(Dataset entries)
========================

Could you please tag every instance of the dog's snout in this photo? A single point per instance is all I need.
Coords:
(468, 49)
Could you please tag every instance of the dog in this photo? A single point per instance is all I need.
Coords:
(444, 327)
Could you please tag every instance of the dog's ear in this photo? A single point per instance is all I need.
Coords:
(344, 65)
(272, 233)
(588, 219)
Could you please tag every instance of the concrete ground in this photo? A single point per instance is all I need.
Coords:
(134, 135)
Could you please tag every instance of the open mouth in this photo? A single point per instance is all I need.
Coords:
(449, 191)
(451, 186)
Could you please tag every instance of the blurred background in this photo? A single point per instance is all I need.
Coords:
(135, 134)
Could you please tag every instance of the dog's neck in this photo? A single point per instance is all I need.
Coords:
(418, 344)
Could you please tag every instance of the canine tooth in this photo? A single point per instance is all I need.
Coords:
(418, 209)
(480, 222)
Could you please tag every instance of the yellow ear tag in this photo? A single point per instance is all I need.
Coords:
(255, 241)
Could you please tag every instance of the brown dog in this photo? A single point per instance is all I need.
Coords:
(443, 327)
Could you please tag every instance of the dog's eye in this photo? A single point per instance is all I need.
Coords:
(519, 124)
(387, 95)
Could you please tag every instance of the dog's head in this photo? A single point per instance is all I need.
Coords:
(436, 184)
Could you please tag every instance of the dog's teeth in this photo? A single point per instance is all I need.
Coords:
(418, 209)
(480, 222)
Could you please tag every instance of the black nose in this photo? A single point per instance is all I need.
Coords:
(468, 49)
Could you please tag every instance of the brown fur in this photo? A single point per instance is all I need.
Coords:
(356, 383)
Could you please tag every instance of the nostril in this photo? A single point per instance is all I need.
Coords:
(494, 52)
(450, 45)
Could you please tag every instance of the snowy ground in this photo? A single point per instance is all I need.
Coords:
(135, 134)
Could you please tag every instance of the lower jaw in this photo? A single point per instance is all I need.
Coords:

========================

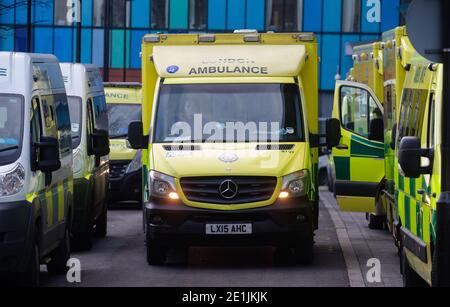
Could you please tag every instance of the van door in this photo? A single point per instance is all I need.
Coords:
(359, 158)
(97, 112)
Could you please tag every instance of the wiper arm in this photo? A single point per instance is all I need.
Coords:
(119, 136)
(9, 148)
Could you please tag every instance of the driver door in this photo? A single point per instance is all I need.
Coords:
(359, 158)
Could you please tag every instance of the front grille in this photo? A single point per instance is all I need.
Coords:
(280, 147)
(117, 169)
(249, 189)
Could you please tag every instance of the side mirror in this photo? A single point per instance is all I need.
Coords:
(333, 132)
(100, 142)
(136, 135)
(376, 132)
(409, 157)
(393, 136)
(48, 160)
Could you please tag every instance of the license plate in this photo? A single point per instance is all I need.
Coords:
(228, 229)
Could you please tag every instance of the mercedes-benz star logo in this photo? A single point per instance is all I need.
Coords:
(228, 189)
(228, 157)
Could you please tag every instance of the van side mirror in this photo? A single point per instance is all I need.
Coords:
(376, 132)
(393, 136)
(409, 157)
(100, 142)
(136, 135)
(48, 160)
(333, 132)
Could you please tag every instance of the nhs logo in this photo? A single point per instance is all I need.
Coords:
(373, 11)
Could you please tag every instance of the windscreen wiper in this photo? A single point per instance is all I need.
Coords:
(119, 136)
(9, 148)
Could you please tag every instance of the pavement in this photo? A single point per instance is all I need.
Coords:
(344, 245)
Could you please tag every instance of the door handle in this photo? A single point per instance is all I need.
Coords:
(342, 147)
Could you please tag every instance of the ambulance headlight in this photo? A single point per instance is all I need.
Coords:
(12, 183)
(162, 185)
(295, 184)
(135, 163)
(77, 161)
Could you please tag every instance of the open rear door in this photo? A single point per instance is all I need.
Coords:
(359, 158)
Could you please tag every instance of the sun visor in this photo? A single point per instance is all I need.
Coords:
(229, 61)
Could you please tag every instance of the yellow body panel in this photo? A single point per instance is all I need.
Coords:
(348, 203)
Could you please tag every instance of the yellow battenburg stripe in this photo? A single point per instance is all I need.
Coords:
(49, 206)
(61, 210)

========================

**STATED EXERCISE**
How many of the lines above contain the word "mirror"? Give only the number.

**REPLY**
2